● **Provided records**:

-- BEGIN --

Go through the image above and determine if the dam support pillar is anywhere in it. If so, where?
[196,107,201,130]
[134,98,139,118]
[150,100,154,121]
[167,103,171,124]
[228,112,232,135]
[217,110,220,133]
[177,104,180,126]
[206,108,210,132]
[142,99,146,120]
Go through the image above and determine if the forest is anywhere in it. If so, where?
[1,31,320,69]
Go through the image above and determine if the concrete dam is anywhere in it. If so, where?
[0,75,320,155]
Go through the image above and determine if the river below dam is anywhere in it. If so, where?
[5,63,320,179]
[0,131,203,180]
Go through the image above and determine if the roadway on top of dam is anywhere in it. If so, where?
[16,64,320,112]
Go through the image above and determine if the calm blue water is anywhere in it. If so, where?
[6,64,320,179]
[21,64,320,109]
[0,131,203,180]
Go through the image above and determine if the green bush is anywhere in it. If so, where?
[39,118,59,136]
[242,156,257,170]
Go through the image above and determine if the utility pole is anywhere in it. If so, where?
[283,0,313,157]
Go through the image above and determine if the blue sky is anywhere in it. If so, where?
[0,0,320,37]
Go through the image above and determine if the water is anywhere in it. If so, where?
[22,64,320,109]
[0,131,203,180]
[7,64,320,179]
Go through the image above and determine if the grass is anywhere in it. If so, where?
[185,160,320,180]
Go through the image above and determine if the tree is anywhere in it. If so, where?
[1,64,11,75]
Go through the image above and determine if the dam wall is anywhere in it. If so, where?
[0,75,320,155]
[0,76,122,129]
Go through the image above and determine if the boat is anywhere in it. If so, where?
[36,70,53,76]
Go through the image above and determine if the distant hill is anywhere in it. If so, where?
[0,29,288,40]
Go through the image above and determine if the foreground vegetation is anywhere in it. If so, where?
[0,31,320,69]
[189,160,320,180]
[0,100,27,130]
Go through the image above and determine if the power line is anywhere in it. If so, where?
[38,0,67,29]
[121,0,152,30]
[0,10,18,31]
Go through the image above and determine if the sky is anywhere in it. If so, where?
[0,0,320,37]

-- END --

● **What is expected**:
Render all of the material above as a two-column CSV with the header text,answer. Give one row for each line beginning "Go through the", placing that line under text and everything after it, up to the next such line, under answer, with each value in one quoted field and line breaks turned into spaces.

● **In response**:
text,answer
"Go through the image above and determine if the dam support pillar is anywhere in it. If so, where?","[196,107,201,130] [134,98,139,118] [150,100,154,121] [167,103,171,124] [228,112,232,135] [217,110,220,133] [177,104,180,126] [206,108,210,132] [142,99,146,120]"
"Go through the image above and determine if the forest is anywhere in it. If so, where?","[1,31,320,69]"
"Go through the image above and determine if the concrete dam is anywhere in it. If so, where?","[0,75,320,155]"
"Go through the image above and determine if the river below dam is anywhere in it. If so, where?","[5,63,320,179] [0,131,203,180]"
"Go through the image above and determine if the roadway on top of dam is anywhere in it. If so, where?","[16,64,320,112]"
"Go through the image above and determine if the calm blue water is anywhere in it. If so, where?","[6,64,320,179] [21,64,320,109] [0,131,203,180]"
"Go through the image above and determine if the green bush is anywhere in it. If so, where?","[39,118,59,136] [242,156,257,170]"
"Go through the image above and determine if the utility pole is anywhere in it. If so, where?","[283,0,313,157]"
"Go through the image above and determine if the blue sky is anywhere in it. If so, where?","[0,0,320,37]"
"Go through the image above and determine if the water is anywhere in it. If so, where?","[22,64,320,109] [0,131,203,180] [7,64,320,179]"
"Go through the image above and determine if the grass is anywhere in it. If so, where?","[185,160,320,180]"
"Go through the image above and determine if the tree is anywhere in it. If so, where?","[1,64,11,75]"
"Go through the image above and determine if the dam wall is anywhere in it. If so, where?","[0,75,320,155] [0,76,122,129]"
"Go through the image above and determine if the boat is anywhere in it. If so, where?","[36,70,53,76]"
"Go through the image above and determine if the distant hill is anywhere in it. If so, where?","[0,29,288,40]"
"Go through the image above and determine if the foreground vegetation is anywhere in it. If so, where?","[0,31,320,69] [189,160,320,180] [0,100,27,130]"
"Go through the image above and determine if the power line is anywhere in it. If so, where?","[38,0,67,29] [121,0,152,30] [0,10,18,31]"
"Go through the image above and determine if the sky is anywhere in it. If so, where?","[0,0,320,37]"